[Start of Provided material]
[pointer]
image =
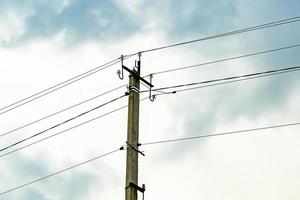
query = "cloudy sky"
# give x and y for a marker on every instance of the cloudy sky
(45, 42)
[End of Provided material]
■ Task to complete
Copy out the rows above word for word, leaving the pictures out.

■ Written response
[pointer]
image =
query = "cloudy sky"
# give x and y for a marker on every instance of the cloudy sky
(45, 42)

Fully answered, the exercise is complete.